# [DIRECTIONS]
[1] Reproduce the passage of the article about the petition over the Met painting, beginning at the words "Enlightenment thinkers famously" and stopping after "right and wrong.".
[2] Collect every line of the records that contains the string "field", treating uppercase and lowercase letters as different.

# [DOCUMENT SEGMENT]
NYC Metropolitan Museum refusal to remove painting that petition says 'sexualizes' girl evok
In scenes reminiscent of the witch-hunt against Bill Henson in May 2008 when the acclaimed photographer was sensationally accused of sexualising children in his works on display at Sydney's Roslyn Oxley9 gallery, New Yorkers have this week launched a petition demanding that the Metropolitan Museum of Art remove a 1938 painting of a young woman with her underwear exposed due to the “current climate around sexual assault”. The Met has refused.
“Thérèse Dreaming” by the French erotic realist artist Balthus, who died in 2001, the petitioners claim “sexualizes” the girl by depicting her lounging in a skirt with her knee up on a chair.
'Thérèse Dreaming' by Balthus
“Given the current climate around sexual assault … The Met is romanticizing voyeurism and the objectification of children. The artist of this painting, Balthus, had a noted infatuation with pubescent girls and this painting is undeniably romanticizing the sexualization of a child,” writes Mia Merrill, a New York City resident who started the petition.
“I am simply asking The Met to more carefully vet the art on its walls, and understand what this painting insinuates.
“Ultimately, it’s a small ask in consideration of how expansive their art collection is … how overtly sexual the painting is, and the current news headlines highlighting a macro issue about the public health and safety of women.”
The Metropolitan Museum of Art, New York City
The petition, which launched on Friday, had gathered nearly 7,000 signatures by Sunday evening.
But this type of controversy is certainly not new or unique to the 21st Century.
A right to offend?
Enlightenment thinkers famously condemned Rococo art for being depraved, and called for a new kind of art that would be moral instead of immoral, and teach people right and wrong.

(Dataset items)

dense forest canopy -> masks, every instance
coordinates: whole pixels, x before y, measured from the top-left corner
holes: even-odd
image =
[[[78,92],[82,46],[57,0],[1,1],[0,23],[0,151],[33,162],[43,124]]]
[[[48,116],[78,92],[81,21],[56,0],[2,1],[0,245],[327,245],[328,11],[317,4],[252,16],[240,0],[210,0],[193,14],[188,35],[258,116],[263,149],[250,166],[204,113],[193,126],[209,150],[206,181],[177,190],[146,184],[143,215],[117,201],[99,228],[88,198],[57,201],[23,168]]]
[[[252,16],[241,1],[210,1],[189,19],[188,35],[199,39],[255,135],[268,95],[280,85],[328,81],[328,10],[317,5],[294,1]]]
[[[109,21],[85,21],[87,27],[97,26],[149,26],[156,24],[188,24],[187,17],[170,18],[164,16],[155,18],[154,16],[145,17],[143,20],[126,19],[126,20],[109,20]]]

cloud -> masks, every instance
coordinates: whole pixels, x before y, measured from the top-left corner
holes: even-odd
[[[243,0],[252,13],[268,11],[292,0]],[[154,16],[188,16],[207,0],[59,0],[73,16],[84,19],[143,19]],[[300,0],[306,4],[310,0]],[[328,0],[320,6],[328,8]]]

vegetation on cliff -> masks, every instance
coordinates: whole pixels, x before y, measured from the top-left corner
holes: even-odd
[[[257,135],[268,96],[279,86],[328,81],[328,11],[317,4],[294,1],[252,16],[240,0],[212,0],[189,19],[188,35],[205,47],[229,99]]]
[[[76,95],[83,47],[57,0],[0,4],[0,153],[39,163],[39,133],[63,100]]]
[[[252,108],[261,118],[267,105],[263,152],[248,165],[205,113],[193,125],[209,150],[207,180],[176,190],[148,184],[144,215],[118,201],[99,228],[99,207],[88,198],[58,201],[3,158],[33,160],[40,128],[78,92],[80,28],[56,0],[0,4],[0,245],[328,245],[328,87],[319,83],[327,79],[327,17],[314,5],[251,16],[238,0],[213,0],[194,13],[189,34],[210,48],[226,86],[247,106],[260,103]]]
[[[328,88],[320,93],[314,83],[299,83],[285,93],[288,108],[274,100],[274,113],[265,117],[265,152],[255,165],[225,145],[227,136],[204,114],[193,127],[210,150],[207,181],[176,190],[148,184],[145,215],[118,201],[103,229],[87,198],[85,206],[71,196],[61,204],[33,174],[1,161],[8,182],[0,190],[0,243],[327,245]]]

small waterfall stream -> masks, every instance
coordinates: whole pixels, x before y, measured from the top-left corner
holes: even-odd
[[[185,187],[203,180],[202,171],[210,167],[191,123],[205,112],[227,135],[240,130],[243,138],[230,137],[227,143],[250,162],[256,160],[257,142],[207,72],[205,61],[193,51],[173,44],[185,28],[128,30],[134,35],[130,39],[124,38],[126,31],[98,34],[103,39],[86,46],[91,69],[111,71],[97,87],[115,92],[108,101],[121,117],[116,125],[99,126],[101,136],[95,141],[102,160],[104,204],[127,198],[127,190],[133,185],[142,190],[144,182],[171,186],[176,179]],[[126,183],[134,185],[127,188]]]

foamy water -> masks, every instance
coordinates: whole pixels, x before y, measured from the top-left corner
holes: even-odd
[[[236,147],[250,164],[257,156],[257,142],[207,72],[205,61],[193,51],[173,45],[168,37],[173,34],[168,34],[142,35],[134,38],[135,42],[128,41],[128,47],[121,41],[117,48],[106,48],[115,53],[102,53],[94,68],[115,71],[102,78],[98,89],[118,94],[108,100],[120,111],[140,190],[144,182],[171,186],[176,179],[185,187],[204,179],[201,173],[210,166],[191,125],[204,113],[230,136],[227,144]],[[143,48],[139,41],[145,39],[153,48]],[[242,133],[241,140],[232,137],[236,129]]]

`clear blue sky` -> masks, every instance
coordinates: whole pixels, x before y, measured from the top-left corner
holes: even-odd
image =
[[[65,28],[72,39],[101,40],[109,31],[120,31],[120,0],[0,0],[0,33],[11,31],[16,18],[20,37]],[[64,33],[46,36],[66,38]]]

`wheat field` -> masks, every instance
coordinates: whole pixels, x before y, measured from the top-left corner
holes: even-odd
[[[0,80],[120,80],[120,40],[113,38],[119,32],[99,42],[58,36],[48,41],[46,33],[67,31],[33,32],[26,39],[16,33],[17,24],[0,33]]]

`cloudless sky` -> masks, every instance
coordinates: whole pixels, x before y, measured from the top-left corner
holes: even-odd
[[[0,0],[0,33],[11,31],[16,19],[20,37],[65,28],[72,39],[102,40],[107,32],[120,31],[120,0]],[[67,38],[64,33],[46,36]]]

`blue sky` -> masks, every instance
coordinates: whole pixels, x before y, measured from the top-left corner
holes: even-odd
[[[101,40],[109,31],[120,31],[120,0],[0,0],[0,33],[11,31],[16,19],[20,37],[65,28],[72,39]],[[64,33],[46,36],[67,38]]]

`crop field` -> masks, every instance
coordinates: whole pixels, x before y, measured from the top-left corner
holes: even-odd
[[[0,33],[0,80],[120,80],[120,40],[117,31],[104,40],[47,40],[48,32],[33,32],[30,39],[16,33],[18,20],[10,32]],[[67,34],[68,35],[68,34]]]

# [PER-TASK ANSWERS]
[1]
Enlightenment thinkers famously condemned Rococo art for being depraved, and called for a new kind of art that would be moral instead of immoral, and teach people right and wrong.

[2]
`wheat field` -> masks, every instance
`crop field` -> masks, every instance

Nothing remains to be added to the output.